• Task directions: A single number is the answer: the count of lines below that contain "mouth".

(Stored entries)
--- START ---

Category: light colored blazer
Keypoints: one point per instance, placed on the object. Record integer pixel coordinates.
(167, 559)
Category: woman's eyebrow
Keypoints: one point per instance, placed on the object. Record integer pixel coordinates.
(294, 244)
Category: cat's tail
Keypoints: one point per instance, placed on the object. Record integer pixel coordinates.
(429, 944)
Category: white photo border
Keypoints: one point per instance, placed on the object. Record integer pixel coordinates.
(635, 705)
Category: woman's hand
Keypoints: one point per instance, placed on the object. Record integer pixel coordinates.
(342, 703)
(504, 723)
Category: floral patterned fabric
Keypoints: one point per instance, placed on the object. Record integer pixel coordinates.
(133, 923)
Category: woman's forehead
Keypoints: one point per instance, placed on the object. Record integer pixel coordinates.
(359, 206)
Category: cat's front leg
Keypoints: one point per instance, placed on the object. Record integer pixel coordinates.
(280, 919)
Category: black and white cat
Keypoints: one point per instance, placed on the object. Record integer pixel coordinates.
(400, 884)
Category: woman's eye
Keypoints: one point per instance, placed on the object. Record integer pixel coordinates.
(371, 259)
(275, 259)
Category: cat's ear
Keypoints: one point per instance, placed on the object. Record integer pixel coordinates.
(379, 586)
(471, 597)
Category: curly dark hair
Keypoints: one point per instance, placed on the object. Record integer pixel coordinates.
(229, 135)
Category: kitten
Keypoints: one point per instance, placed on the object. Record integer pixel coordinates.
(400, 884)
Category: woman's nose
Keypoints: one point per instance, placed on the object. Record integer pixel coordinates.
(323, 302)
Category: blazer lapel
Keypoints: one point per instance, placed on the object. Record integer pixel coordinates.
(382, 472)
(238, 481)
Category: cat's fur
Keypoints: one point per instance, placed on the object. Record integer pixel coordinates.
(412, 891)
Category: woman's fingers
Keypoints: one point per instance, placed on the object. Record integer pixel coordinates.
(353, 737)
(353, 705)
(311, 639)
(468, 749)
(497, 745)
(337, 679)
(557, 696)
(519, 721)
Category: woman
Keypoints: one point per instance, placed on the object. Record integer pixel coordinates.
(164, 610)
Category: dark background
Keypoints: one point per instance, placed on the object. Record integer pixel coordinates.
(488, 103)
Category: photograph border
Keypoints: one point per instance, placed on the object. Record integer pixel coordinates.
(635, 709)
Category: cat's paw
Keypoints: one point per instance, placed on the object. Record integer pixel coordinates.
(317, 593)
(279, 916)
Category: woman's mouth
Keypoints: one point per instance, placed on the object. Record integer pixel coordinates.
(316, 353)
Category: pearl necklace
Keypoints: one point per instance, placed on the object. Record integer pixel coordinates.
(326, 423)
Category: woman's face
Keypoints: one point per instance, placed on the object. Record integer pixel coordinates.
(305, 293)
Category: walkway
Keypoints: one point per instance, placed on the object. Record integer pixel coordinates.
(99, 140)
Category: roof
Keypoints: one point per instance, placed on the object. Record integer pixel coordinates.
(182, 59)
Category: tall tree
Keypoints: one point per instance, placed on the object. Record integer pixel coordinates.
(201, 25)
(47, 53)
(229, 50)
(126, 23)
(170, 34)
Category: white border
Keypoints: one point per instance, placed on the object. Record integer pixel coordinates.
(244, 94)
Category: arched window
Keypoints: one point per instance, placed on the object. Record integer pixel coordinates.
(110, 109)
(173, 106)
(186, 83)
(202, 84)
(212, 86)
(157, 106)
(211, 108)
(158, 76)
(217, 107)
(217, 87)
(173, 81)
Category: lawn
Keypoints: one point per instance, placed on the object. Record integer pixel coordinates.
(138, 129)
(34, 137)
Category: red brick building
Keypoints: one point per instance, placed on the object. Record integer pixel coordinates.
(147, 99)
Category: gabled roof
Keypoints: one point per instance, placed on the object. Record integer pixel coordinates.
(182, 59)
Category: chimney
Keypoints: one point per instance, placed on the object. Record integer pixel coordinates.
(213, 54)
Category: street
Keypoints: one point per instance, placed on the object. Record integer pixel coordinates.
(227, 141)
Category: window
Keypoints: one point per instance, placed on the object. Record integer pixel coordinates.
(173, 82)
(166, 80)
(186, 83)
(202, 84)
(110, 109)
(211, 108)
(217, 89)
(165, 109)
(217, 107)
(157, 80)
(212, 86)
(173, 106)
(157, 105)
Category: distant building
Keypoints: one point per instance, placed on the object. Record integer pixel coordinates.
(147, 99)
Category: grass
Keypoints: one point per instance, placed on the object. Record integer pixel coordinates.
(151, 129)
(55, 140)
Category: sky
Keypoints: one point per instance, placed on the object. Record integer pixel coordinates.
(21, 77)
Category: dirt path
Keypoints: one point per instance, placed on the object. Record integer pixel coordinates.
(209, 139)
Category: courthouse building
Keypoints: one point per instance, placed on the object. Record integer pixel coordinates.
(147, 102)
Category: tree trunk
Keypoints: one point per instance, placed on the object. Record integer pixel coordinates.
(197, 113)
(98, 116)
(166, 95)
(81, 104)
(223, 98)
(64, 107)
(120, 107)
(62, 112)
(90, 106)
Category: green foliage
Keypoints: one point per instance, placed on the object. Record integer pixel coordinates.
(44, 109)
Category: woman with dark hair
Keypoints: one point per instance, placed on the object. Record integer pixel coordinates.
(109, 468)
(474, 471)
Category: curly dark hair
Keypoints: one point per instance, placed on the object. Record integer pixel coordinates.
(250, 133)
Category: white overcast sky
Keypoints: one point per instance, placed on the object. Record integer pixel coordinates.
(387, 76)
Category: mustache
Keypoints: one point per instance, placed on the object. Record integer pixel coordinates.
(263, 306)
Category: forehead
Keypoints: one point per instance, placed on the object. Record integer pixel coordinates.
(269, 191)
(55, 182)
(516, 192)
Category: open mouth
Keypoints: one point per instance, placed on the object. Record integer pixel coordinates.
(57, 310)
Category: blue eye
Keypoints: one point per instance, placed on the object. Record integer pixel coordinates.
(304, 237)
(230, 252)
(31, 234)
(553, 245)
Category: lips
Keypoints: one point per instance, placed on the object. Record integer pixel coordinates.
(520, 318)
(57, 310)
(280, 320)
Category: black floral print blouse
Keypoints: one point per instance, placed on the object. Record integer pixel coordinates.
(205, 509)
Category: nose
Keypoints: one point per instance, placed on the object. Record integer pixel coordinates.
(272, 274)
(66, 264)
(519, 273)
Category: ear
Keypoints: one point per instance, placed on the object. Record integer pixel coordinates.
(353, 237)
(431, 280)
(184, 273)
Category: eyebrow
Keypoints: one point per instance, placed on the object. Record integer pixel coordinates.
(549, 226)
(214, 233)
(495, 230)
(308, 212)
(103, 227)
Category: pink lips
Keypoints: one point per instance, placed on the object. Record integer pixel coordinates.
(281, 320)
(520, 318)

--- END ---

• Task response: 2